Payment = CE - CB / Y

where CE is the amount specified in 103.3(8) for closure or postclosure (updated for inflation or other changes), CB is the current balance of the trust fund, and Y is the number of years remaining in the pay-in period.

(4) For a trust fund used to demonstrate financial assurance for corrective action, the first payment into the trust fund must be at least equal to one-half of the current cost estimate for corrective action divided by the number of years in the corrective action pay-in period as defined in subparagraph 103.3(6)"a"(2). The amount of subsequent payments must be determined by the following formula:

Payment = KB - CV / Y

where RB is the most recent estimate of the required trust fund balance for corrective action, which is the total cost that will be incurred during the second half of the corrective action period, CV is the current value of the trust fund, and Y is the number of years remaining in the pay-in period.

(5) The initial payment into the trust fund must be made before the initial receipt of waste or within 3 0 days of close of the first fiscal year that begins after October 31, 2007, in the case of existing facilities; before the cancellation of an alternative financial assurance mechanism in the case of closure and postclosure; or no later than 120 days after the corrective action remedy has been approved by the department.
(6) The owner or operator or another person authorized to conduct closure, postclosure, or corrective action activities may request reimbursement from the trustee for these expenditures, including partial closure, as the expenditures are incurred. Requests for reimbursement will be granted by the trustee only if sufficient funds are remaining in the trust fund to cover the remaining costs of closure, postclosure, or corrective action and if justification and documentation of the costs are placed in the operating record. The owner or operator must submit to the department documentation of the justification for reimbursement and verification that reimbursement has been received.
(7) The trust fund may be terminated by the owner or operator only if the owner or operator substitutes alternative financial assurance as specified in this rule or if the owner or operator is no longer required to demonstrate financial responsibility in accordance with this rule.
(8) After the pay-in period has been completed, the trust fund shall be adjusted annually to correct any deficiency of the fund with respect to the adjusted cost estimate and may be adjusted annually should the balance in the fund exceed the adjusted cost estimate.

→ Requirement 1: In the trust fund excerpt, list each symbol defined in the line starting "where CE is," along with what it stands for.
→ Requirement 2: Once the pay-in period is over, how often does the trust fund excerpt say the fund must be adjusted to correct a deficiency?
→ Requirement 3: From the trust fund excerpt, return the text starting at the words "where RB is" and ending after "by the department.".
The material that comes next is separate from the trust fund excerpt.

→ Stored data:
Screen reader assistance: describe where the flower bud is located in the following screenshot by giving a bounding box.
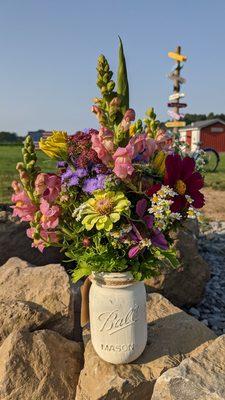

→ Worked solution 1:
- CE: the amount specified in 103.3(8) for closure or postclosure (updated for inflation or other changes)
- CB: the current balance of the trust fund
- Y: the number of years remaining in the pay-in period

→ Worked solution 2: Annually.

→ Worked solution 3:
where RB is the most recent estimate of the required trust fund balance for corrective action, which is the total cost that will be incurred during the second half of the corrective action period, CV is the current value of the trust fund, and Y is the number of years remaining in the pay-in period.

(5) The initial payment into the trust fund must be made before the initial receipt of waste or within 3 0 days of close of the first fiscal year that begins after October 31, 2007, in the case of existing facilities; before the cancellation of an alternative financial assurance mechanism in the case of closure and postclosure; or no later than 120 days after the corrective action remedy has been approved by the department.